**The task**. Which lines of the listing below contain the word "shadow"? Copy each of them.

**Entries shown**.
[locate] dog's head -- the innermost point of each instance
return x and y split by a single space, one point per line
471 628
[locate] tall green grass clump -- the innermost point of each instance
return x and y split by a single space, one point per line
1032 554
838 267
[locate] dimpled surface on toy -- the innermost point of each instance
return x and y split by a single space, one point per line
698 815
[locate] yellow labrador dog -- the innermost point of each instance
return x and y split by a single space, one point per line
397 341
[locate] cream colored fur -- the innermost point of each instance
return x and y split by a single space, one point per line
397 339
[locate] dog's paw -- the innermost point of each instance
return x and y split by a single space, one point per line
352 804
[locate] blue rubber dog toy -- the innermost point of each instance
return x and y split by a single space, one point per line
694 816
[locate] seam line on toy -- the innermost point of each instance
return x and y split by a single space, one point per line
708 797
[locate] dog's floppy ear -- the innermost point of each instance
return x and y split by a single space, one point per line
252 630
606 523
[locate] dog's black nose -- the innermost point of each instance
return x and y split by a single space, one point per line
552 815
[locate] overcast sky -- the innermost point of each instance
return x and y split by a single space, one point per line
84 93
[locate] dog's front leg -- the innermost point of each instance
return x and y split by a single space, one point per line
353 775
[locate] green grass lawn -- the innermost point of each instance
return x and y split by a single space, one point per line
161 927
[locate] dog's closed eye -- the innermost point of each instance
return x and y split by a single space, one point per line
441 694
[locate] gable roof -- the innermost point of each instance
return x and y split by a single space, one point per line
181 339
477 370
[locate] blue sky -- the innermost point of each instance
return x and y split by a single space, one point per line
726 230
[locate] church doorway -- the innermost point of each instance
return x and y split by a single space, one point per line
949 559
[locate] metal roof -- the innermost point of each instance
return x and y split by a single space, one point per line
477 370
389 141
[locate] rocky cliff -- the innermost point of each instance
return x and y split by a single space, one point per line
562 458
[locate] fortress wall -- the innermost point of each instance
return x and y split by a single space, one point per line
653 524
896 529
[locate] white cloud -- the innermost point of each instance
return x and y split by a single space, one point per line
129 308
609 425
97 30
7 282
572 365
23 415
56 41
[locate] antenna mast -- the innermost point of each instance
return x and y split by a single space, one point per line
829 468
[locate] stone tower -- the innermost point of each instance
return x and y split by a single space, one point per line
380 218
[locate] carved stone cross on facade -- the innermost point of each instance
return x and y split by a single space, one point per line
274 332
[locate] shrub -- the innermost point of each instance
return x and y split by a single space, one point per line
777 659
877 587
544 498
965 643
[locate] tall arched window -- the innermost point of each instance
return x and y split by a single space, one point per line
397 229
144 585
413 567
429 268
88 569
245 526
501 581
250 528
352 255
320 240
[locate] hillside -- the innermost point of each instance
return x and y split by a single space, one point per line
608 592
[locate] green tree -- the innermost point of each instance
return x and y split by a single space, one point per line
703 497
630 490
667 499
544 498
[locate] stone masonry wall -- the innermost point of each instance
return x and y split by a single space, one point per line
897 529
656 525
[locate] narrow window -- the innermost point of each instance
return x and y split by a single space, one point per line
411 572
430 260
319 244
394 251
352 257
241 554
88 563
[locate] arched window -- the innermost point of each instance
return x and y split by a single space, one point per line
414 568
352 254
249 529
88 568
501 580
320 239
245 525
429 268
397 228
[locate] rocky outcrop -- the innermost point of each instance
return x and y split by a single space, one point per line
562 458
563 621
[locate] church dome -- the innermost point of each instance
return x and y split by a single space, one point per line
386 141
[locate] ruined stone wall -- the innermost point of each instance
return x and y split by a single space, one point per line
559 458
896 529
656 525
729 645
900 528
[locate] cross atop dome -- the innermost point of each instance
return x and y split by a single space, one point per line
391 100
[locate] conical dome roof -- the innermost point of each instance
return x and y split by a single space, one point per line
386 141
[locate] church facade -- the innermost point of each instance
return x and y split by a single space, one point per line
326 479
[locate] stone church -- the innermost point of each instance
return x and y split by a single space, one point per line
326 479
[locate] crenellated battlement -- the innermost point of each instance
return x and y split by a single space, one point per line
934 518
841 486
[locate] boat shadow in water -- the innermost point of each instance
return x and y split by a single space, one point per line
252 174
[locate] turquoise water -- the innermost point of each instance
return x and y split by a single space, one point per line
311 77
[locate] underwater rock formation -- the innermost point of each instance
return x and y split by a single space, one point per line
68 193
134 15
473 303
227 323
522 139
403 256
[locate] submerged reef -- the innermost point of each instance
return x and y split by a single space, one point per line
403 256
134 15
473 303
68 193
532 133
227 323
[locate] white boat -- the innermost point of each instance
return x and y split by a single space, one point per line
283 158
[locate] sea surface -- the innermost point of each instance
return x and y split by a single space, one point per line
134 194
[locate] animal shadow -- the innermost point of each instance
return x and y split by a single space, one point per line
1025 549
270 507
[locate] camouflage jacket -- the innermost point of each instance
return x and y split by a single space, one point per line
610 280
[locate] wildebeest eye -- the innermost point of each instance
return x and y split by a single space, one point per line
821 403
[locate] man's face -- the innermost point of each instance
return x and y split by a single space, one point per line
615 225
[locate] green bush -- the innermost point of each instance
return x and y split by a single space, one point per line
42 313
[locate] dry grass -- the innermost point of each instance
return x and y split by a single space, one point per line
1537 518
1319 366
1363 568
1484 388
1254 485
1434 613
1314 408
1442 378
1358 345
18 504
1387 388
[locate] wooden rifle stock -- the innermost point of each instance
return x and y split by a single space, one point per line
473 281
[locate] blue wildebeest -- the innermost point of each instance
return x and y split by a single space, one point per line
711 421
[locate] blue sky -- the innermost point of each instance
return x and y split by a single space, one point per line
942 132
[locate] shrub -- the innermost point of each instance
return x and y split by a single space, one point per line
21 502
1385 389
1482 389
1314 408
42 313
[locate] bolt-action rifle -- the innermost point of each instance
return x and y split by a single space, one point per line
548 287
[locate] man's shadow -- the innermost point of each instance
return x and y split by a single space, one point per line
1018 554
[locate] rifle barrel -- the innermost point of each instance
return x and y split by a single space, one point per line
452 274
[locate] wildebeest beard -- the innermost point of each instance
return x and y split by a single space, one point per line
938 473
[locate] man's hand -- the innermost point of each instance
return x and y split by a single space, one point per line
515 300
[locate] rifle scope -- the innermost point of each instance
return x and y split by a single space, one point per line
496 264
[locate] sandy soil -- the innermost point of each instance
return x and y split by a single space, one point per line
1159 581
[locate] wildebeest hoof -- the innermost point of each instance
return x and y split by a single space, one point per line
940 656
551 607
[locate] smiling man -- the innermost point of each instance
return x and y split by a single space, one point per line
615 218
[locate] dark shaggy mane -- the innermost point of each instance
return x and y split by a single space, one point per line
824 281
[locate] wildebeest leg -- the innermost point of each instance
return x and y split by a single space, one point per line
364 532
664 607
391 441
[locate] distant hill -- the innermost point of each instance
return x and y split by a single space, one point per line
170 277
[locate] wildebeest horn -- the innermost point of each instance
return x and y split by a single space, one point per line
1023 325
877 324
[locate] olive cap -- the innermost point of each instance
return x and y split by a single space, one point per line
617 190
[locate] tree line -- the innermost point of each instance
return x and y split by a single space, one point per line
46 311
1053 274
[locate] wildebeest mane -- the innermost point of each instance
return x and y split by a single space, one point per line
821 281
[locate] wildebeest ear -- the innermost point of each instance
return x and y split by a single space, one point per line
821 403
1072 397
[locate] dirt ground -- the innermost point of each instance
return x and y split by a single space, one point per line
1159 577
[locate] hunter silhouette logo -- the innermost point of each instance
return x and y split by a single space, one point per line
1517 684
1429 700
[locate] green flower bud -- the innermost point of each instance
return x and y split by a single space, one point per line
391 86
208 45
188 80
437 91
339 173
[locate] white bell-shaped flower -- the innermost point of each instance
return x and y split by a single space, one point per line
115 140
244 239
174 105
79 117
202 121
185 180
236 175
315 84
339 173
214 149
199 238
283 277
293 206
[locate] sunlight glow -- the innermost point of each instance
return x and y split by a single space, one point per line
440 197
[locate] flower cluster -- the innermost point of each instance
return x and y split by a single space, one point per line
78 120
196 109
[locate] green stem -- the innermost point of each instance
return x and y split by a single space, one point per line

**Answer to the exercise**.
[locate] boat shadow in water -- the innermost point of each instance
[locate] animal shadow -- the innermost point of each instance
[locate] man's shadow -- the innermost point of each instance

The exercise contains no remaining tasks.